Activity -> Echo the passage from the year-end song list exactly, from "Lana, Florence, Fleet" to "it away. :)".

Selected excerpt ->
- Opening Delimiter -
2) “Rope,” Foo Fighters. No one makes rock albums anymore. They try, sure, but they either come out like Nickelback or like Queens of the Stone Age, which winks a bit too much to go to 11 for me. There’s a special blend of womp, melody, and swagger that rarely get blended together these days. So leave it to one of the few modern music stars who understands how to be a rock star, a gum-chewing, arena-playing front man who writes songs with choruses that should be coming out of Camaro speakers at high volume. He also just happened to make the best album of his Foo Fighters career, an album that has an analog sound even when coming out of my hard drive. This is my favorite song from that album, in no small part because there’s a bit of tricky 2000s Rush wank at the beginning, a thumpy riff that twists and shouts, “Are you ready to rock?” before delivering chorus that climbs to the top of Marshall Mountain. Nothing got a double-arms in the air Fuck yeah from me this year like “Rope,” except….

1) “Whirring,” The Joy Formidable. I was sure when I first heard “Rope” that was going to be the song at the top of this year’s list. Songs like that are why I am a life-long rock fan. But then this song randomly came across my ears one day, driving in my un-rocking Volvo station wagon, kid in the back and WXRT on the radio. It was big and heavy, but balanced with the light and sweet female vocal. I made a note to remember “Joy Formidable,” went home, and bought the album. To my pleasant surprise, I found that the album version was even better, with a jamming four minutes of swirling guitars and double-bass pedal beats tacked on. No sooner was the big fat finish finished, a peel of feedback fading into my speakers, then I hit repeat. So it turns out I was completely wrong, that they do make big fat rock albums, it's just that they are sometimes made by blond Welsh women who sing like the Cocteau Twins but rock like the Foo Fighters. It’s finding songs like “Whirring” that make me happy I love music more than nostalgia, that I still get a giddy high from digging through new releases hoping to find a new addition to the Playlist.

Have a great weekend and a great 2012! If the world does end, I hope you at least have your iPod handy when it does.

10 comments:

Jennifer said...

Lana, Florence, Fleet Foxes are all ones that give me goosebumps... maybe not on every song, but on most. I love when one comes on in the dark car.

Weekend is such a fun song. I can see how it made the list. I love it... reminds me of one of the old Rhoda intros... not totally sure why.

I love Pumped up Kicks so I will not skewer you. I especially like the Valium-ized verson on this year's XRT: Live from the Archives.

Barton Hollow... I was loving that the other day and was feeling like I was going to be busted. :)

I could go on, but won't. I know ZRM is itching to take it away. :)

Happy New Year, Brando!!!
- Closing Delimiter -
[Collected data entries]
- Opening Delimiter -
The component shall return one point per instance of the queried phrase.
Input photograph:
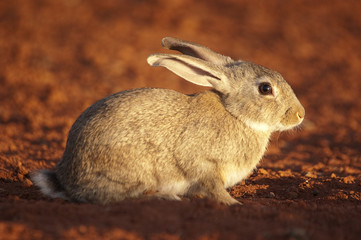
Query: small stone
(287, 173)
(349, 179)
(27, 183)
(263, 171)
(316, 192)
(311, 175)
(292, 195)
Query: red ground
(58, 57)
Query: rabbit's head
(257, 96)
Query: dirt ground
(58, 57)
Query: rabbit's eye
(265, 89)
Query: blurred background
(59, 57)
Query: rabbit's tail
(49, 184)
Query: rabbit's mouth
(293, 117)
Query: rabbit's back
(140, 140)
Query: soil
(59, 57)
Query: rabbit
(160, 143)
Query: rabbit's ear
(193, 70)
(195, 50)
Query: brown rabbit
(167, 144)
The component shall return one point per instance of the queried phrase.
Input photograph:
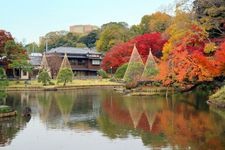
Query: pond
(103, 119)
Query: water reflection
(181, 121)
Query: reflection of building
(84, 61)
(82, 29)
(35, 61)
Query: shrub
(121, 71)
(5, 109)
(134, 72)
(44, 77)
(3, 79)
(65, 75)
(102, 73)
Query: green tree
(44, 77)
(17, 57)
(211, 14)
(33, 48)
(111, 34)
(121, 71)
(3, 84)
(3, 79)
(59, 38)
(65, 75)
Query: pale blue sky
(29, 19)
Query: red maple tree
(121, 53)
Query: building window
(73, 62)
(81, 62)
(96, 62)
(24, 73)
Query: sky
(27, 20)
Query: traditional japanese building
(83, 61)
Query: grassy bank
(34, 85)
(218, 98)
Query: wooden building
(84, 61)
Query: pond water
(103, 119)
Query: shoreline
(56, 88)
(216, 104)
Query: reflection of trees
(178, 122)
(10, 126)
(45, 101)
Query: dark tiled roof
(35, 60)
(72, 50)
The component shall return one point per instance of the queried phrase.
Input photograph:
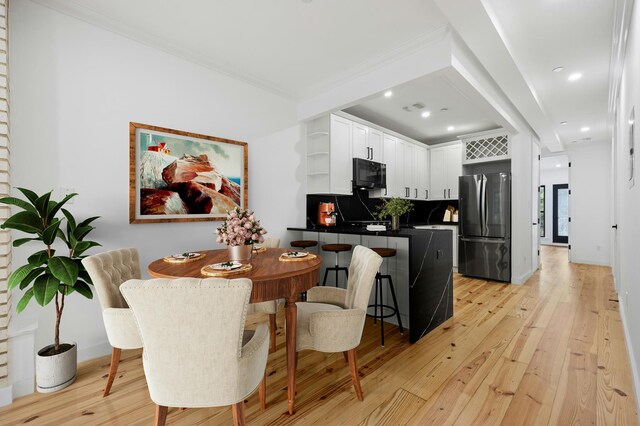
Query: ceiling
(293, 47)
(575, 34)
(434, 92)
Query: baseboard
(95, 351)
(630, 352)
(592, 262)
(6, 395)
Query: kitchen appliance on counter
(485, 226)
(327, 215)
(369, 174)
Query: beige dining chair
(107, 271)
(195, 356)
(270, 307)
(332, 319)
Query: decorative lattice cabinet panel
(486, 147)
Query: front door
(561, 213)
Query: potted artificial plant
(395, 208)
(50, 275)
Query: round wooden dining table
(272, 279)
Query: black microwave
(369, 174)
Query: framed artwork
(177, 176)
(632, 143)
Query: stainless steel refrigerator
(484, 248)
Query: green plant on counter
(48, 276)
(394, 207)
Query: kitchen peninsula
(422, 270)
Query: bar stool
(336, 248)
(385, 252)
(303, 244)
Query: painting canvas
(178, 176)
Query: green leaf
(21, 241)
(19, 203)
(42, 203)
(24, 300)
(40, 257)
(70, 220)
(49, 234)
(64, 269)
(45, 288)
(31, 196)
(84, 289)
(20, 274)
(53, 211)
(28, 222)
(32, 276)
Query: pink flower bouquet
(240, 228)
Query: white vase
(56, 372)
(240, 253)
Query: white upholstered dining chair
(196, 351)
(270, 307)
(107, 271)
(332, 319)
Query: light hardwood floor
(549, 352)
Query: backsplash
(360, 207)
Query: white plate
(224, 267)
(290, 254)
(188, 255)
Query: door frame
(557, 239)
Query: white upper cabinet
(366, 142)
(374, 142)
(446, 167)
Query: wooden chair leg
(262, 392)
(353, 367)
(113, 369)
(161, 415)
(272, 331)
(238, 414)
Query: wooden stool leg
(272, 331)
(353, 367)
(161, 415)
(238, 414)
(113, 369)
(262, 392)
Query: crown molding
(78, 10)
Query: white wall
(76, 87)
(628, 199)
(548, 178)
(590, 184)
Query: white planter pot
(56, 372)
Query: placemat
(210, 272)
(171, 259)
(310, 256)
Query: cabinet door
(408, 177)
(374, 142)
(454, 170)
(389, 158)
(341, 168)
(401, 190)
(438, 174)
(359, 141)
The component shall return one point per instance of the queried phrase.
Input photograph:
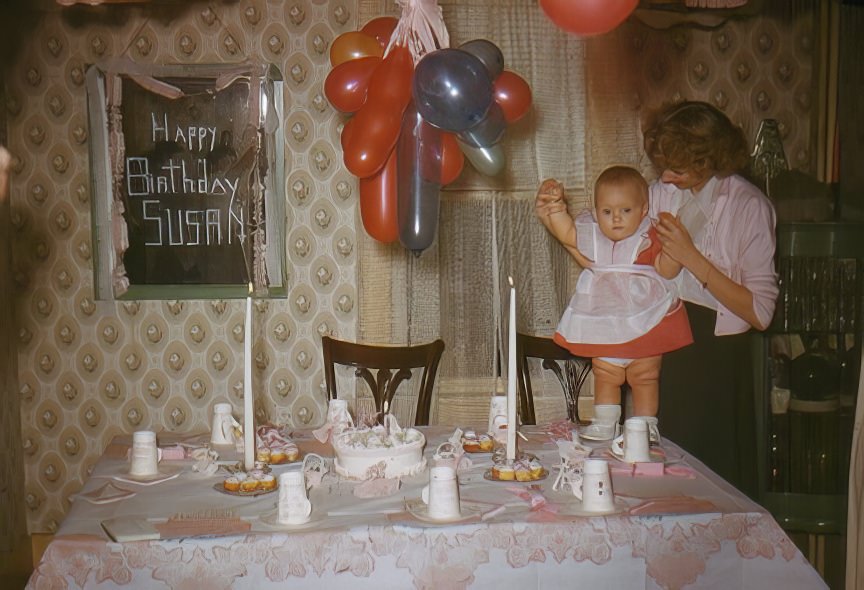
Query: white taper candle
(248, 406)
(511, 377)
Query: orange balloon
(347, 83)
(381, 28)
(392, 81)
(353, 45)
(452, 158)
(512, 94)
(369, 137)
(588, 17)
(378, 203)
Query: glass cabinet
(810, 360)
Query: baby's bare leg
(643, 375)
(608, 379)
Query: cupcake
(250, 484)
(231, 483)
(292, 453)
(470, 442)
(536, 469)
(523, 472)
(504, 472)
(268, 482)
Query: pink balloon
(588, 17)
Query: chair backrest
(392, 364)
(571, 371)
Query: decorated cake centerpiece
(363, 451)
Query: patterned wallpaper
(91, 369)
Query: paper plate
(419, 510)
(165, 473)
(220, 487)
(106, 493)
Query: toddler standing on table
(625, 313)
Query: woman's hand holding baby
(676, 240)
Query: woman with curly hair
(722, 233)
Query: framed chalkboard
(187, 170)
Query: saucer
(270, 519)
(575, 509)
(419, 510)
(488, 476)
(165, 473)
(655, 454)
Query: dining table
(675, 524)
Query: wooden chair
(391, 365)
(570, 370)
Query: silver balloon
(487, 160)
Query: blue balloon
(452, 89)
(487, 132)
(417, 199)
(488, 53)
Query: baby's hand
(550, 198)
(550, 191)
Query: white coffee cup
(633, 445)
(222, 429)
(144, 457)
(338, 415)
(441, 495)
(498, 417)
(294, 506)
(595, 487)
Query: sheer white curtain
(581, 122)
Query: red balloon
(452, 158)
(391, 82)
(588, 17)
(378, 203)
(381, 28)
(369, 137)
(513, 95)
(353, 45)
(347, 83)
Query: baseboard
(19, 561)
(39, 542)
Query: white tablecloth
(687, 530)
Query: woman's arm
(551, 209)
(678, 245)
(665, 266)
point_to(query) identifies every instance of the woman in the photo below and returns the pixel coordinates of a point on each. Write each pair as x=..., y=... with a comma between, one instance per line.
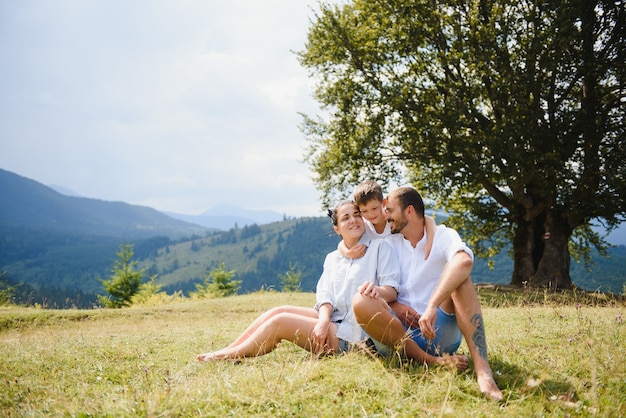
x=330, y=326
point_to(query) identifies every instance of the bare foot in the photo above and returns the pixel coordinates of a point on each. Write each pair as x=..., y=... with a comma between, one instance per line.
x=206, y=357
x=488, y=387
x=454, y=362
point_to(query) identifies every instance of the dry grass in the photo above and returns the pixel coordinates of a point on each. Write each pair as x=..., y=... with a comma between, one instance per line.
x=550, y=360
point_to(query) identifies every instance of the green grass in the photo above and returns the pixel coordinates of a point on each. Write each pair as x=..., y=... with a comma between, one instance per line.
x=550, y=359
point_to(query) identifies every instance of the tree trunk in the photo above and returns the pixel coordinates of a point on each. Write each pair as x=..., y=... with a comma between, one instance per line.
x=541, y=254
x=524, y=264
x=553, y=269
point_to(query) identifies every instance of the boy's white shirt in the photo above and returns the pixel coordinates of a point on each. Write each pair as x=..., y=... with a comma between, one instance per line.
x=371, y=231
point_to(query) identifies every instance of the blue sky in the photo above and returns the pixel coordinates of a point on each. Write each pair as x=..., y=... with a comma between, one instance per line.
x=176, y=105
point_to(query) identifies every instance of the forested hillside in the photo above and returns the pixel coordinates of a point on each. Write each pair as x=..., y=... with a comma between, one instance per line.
- Closing Delimiter -
- Opening Delimiter -
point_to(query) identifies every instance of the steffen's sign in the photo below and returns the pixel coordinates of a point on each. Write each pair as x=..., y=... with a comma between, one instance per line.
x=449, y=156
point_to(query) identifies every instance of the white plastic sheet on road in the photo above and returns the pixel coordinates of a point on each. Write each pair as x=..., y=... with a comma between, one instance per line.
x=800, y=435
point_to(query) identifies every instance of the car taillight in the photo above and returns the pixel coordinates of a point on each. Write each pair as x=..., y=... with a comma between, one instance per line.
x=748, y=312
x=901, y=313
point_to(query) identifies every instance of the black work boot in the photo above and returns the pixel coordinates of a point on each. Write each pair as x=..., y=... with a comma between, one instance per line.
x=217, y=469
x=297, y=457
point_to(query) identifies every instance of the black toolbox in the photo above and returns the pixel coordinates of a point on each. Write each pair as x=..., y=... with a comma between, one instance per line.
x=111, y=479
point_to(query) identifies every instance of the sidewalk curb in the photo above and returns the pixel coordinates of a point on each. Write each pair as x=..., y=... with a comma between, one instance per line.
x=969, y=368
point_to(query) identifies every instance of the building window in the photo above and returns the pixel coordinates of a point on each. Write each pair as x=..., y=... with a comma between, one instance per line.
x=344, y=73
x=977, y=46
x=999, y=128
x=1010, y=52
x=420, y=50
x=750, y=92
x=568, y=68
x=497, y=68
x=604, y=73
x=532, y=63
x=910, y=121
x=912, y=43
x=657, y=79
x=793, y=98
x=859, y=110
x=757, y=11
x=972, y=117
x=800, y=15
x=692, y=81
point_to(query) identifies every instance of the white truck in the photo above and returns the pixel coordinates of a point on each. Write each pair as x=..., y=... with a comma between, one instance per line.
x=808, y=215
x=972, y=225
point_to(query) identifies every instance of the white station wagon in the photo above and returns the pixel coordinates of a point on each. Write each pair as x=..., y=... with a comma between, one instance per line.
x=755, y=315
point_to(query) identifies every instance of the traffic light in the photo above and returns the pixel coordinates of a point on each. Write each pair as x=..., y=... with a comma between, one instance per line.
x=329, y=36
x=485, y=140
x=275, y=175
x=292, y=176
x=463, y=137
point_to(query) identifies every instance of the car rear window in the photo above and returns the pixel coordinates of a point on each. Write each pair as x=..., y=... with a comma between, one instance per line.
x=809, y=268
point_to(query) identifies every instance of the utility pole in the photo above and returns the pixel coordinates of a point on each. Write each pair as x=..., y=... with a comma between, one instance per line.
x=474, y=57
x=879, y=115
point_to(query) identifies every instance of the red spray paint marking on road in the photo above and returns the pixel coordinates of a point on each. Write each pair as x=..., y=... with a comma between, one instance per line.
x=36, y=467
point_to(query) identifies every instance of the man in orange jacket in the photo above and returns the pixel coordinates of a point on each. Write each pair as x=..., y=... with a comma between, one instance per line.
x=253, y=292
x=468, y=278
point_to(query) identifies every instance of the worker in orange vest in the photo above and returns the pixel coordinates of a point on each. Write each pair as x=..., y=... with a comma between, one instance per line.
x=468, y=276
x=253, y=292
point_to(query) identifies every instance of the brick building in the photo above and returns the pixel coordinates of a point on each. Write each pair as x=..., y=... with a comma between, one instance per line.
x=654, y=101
- Closing Delimiter -
Answer section ->
Lana, Florence, Fleet Foxes are all ones that give me goosebumps... maybe not on every song, but on most. I love when one comes on in the dark car.

Weekend is such a fun song. I can see how it made the list. I love it... reminds me of one of the old Rhoda intros... not totally sure why.

I love Pumped up Kicks so I will not skewer you. I especially like the Valium-ized verson on this year's XRT: Live from the Archives.

Barton Hollow... I was loving that the other day and was feeling like I was going to be busted. :)

I could go on, but won't. I know ZRM is itching to take it away. :)